Exercise:
Express the records below as a two-column CSV with the header text,answer and one row per record. Put the record's text and its answer each in a single double-quoted field, with any line breaks replaced by spaces.

--- BEGIN ---

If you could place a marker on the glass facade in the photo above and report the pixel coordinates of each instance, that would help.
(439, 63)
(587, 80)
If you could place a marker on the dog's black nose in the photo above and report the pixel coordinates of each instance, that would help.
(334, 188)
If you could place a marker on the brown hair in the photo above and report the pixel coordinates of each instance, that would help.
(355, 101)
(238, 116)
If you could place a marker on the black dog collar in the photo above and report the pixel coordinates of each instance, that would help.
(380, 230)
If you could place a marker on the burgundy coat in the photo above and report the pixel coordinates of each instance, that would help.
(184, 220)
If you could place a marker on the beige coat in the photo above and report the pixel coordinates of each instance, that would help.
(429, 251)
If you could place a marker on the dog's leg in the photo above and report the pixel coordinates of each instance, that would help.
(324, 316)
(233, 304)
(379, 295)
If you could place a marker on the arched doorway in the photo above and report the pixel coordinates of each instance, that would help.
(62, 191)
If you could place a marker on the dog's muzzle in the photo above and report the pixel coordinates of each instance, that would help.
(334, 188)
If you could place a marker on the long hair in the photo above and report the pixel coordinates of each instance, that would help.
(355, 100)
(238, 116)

--- END ---

Output of the task:
text,answer
"If you could place a marker on the glass facade in the photo above and report the pixel coordinates of each instance, that would help.","(439, 63) (587, 80)"
"If you could place a marker on the dog's black nose in the photo above and report the pixel coordinates of each instance, that would help.","(334, 188)"
"If you could place a marker on the brown hair in the photo above and report the pixel coordinates of each instance, that would help.","(355, 101) (238, 116)"
"If you could place a marker on the black dog collar in the photo above and report the pixel coordinates of each instance, that would help.","(380, 230)"
"If you could place a marker on the burgundy coat in the photo above and report the pixel coordinates of each instance, that would help.","(184, 220)"
"If you could place a marker on the beige coat in the photo above and report the pixel coordinates of each instance, that would help.","(429, 251)"
"If you could place a marker on the dog's leg in the photo above and report the pixel coordinates of each instance, that would help.","(324, 316) (233, 304) (379, 295)"
"If you could place a marker on the arched doorway in the photo above and report the pixel coordinates of each instance, that would help.","(62, 191)"
"If you could place a marker on the dog's muzzle in the photo above and report the pixel coordinates of each instance, that would help.","(334, 188)"
"If you could place a marker on the long hair in the photo above and report the pixel coordinates of each instance, that would help.","(355, 100) (238, 116)"